» **Required action**
Render every line of the saved entries as a JSON list of strings, one string per line, omitting blank lines. Exclude the pictures from the list.

» **Saved entries**
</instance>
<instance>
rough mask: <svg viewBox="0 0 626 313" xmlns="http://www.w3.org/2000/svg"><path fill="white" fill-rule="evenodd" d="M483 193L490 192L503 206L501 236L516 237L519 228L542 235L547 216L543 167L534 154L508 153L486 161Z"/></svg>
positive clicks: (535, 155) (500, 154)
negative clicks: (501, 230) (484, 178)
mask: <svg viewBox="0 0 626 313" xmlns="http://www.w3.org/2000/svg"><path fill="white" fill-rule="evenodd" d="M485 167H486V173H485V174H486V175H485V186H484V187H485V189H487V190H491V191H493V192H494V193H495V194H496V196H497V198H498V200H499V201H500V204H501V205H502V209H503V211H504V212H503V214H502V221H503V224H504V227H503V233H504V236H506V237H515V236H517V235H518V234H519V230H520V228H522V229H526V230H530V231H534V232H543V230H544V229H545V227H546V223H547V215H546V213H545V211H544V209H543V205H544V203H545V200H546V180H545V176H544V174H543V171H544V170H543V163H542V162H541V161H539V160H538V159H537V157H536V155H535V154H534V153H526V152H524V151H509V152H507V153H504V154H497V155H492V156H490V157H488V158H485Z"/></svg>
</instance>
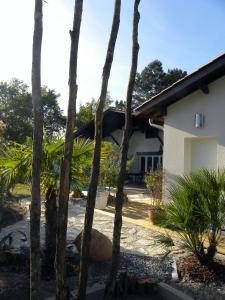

» **Solved exercise**
[
  "</instance>",
  "<instance>",
  "rough mask: <svg viewBox=\"0 0 626 313\" xmlns=\"http://www.w3.org/2000/svg\"><path fill=\"white\" fill-rule=\"evenodd\" d=\"M483 193L490 192L503 206L501 236L516 237L519 228L542 235L547 216L543 167L534 154L508 153L486 161Z\"/></svg>",
  "positive clicks: (535, 155) (500, 154)",
  "negative clicks: (501, 230) (484, 178)",
  "mask: <svg viewBox=\"0 0 626 313\" xmlns=\"http://www.w3.org/2000/svg\"><path fill=\"white\" fill-rule=\"evenodd\" d=\"M485 167H486V173H485V174H486V175H485V186H484V187H485V189H487V190H491V191H493V192H494V193H495V194H496V196H497V198H498V200H499V201H500V204H501V205H502V209H503V211H504V212H503V214H502V221H503V224H504V227H503V233H504V236H506V237H515V236H517V235H518V234H519V230H520V228H522V229H526V230H530V231H534V232H543V230H544V229H545V227H546V223H547V215H546V213H545V211H544V209H543V205H544V203H545V200H546V180H545V176H544V174H543V171H544V170H543V163H542V162H541V161H539V160H538V159H537V157H536V155H535V154H534V153H526V152H524V151H509V152H507V153H504V154H497V155H492V156H490V157H488V158H485Z\"/></svg>",
  "</instance>"
]